(Dataset rows)
:::::
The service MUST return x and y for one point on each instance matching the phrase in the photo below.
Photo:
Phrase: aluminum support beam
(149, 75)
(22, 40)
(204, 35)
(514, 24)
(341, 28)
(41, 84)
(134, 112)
:::::
**GIVEN PROBLEM**. Could you reproduce every item above once more, word for word and unchanged?

**THE COMPLETED TASK**.
The service MUST return x and y for one point on each instance matching the phrase in the photo below.
Photo:
Phrase: aluminum support beam
(149, 75)
(22, 40)
(204, 35)
(514, 24)
(341, 28)
(41, 84)
(134, 112)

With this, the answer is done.